Short problem –
From the rows below, extract each line unchanged, beginning at the line that contains "The metadata for the image above tags the red" and stopping after the line that contains "120 373 180 718".
Start of Dataset records
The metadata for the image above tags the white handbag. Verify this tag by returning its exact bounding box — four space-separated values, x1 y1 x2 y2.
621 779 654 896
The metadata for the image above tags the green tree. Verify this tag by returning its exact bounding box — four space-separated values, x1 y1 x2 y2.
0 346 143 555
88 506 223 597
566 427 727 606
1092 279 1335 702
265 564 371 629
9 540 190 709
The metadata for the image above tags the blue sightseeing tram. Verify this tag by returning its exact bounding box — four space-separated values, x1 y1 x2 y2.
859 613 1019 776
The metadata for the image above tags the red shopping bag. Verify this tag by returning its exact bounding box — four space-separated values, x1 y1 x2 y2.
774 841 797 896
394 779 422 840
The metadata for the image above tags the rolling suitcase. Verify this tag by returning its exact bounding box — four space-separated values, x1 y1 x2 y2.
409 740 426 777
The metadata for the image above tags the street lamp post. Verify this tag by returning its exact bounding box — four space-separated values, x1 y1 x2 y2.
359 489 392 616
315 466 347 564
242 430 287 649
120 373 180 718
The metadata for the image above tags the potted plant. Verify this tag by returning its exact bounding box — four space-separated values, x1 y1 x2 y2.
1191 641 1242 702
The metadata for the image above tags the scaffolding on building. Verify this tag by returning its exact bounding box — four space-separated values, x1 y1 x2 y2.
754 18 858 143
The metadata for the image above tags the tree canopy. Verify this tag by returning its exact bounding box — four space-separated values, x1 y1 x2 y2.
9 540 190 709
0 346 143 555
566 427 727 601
End of Dataset records
Full output –
The metadata for the image above tags the red shopping bag. Verify this tag by returning its exact bounding box — four space-separated values, x1 y1 x2 y2.
774 841 797 896
394 779 422 840
The metadata for the image above tags the rolling suitcase. Verify this tag by returning its exact bounding box — four space-separated values, x1 y1 x2 y2.
409 740 426 777
The metadata for the image above tags the street lamp post. Verify this tag by returning its exact bounding box — four space-separated values, x1 y1 x2 y2.
359 489 392 616
315 466 347 564
242 430 287 649
120 373 180 718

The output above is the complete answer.